Rewrite the records starting at the line containing "Please examine the photo and determine if any utility" and stopping after the line containing "0 0 640 116", keeping the request lines and their sample coordinates unchanged. Multiply every box coordinate in the answers by 0.7 and round each result to a whole number, rounding halves up.

## Input rows

+++

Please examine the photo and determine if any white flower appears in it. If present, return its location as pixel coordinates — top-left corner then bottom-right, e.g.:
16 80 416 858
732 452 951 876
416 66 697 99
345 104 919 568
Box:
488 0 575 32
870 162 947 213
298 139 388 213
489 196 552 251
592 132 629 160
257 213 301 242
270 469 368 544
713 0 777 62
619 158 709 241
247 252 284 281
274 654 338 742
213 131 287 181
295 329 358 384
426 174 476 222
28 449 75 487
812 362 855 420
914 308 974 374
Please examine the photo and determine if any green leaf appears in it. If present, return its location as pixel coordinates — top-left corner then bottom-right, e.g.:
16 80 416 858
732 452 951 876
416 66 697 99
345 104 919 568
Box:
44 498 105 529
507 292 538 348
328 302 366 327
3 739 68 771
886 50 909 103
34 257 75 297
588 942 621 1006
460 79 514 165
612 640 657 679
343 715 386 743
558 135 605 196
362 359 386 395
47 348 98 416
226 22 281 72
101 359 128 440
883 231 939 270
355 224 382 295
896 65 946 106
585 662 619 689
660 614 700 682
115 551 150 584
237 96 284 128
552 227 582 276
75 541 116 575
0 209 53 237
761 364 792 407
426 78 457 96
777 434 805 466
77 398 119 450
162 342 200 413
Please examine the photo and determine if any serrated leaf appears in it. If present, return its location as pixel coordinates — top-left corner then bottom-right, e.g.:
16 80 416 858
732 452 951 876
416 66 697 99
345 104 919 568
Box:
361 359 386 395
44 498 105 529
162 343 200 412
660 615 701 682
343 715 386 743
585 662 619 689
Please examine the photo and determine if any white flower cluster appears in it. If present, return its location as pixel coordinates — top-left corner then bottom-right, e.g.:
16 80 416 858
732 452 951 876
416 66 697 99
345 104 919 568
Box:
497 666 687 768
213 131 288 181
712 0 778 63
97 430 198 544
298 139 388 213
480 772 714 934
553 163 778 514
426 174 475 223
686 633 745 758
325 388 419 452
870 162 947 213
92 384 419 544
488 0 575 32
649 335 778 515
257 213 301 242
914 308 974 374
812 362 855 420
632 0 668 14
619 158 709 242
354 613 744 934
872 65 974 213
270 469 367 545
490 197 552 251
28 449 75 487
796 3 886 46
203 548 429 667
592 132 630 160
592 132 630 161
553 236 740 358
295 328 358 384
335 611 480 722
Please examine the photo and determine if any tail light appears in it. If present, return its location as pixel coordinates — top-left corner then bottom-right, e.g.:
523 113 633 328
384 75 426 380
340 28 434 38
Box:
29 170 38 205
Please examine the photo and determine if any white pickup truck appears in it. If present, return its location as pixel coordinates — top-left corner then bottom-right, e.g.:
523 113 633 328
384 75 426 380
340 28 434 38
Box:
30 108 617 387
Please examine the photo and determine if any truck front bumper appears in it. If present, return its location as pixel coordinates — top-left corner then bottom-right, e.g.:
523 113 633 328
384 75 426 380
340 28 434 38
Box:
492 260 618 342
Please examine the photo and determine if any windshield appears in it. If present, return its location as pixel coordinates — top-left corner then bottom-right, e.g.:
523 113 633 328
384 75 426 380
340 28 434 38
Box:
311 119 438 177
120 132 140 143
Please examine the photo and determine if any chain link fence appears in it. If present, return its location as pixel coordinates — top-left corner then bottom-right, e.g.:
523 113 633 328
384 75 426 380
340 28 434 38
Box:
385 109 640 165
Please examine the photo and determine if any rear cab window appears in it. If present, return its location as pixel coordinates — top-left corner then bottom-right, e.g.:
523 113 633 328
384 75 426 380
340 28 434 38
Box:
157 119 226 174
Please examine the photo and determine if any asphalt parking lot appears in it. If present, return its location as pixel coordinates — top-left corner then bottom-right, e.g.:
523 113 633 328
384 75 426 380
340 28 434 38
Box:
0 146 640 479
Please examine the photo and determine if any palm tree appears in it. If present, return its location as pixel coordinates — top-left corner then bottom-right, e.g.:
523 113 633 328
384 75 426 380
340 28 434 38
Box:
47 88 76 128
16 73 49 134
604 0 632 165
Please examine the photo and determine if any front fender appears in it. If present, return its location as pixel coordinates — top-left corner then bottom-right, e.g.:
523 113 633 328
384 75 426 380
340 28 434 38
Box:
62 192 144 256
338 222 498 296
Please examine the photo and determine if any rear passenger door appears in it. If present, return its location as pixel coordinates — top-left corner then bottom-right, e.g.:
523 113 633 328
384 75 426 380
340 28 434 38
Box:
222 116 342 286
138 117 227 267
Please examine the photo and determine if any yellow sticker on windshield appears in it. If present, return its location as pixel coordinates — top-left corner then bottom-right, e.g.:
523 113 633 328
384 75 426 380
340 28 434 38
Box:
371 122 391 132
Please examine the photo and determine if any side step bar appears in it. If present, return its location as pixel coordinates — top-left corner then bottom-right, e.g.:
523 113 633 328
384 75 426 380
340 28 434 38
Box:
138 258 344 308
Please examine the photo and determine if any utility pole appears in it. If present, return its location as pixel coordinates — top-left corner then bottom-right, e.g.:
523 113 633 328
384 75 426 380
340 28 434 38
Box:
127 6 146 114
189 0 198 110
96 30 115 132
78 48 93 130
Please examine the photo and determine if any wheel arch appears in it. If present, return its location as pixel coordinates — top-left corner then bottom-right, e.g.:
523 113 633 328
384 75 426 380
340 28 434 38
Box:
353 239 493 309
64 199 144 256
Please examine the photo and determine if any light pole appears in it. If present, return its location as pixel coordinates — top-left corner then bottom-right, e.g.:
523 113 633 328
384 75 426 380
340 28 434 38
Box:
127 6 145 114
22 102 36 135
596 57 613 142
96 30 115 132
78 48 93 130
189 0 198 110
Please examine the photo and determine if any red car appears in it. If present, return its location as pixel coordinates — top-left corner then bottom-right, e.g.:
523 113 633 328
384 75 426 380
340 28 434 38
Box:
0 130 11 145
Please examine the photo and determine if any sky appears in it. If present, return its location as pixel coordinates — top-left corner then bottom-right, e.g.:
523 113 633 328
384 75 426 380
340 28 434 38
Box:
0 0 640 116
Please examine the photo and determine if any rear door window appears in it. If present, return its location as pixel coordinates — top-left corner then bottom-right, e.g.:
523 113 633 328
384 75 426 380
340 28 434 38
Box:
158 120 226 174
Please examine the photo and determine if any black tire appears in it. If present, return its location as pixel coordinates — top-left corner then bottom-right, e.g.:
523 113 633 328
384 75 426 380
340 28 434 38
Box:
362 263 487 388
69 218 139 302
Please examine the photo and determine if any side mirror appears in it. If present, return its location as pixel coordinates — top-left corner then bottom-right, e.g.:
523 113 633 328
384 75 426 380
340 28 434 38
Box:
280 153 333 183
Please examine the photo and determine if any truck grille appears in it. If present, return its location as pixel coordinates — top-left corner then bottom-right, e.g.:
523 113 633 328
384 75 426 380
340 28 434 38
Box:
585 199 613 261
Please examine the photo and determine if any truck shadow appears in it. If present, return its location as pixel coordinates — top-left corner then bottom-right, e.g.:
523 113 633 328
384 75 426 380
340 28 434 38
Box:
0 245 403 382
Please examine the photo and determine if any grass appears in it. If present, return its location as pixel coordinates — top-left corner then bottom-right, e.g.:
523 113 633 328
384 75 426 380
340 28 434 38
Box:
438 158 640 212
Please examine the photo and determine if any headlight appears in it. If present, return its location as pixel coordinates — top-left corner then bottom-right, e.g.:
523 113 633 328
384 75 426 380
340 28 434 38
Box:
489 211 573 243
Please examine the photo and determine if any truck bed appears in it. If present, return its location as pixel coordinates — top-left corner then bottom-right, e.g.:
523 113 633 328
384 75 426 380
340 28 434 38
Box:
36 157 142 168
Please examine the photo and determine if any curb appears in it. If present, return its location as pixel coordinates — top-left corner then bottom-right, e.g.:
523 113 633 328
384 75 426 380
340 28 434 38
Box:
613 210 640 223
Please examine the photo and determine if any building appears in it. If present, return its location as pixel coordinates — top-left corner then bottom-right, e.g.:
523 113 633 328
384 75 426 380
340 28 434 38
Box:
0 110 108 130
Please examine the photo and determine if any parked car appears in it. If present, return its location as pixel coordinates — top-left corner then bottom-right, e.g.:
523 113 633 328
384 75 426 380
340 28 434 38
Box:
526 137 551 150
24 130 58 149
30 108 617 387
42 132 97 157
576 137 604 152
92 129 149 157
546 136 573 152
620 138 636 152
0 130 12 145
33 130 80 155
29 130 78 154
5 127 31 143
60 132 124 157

+++

## Solved exercise
Please examine the photo and determine if any utility pole appears in it. If present, return its location as pixel coordinates — top-left corner then bottom-right, e.g.:
523 113 633 328
384 75 426 380
340 28 434 38
Box:
89 4 102 80
132 0 139 77
67 21 81 92
55 34 65 91
Please examine the photo and determine if any wheel arch appears in it. If present, return its location as pixel coordinates — top-left corner then bottom-right, e.g.:
523 113 633 328
384 75 426 380
340 28 434 38
Box:
247 167 345 216
45 139 101 179
Please examine the photo and determine if any light pole appears in it. If present, return its location as pixel coordinates — top-left corner then bottom-right, e.g.:
523 113 633 328
384 75 426 380
340 28 434 38
Box:
89 4 102 80
15 71 25 95
417 40 429 99
67 21 81 92
55 34 65 91
132 0 139 77
Please examine the photo and determine if any red car appears in it. If present, return its location as pixel coordinates — top-left corner then bottom-right, e.g.:
523 113 633 328
384 75 426 380
340 28 434 38
Box:
0 91 8 102
Please examine the photo and determine if any sky appears in it. If present, return its location as pixel coordinates — top-left corner then bottom-right, e.g.:
523 113 633 328
384 75 426 380
340 28 434 38
Box:
0 0 448 81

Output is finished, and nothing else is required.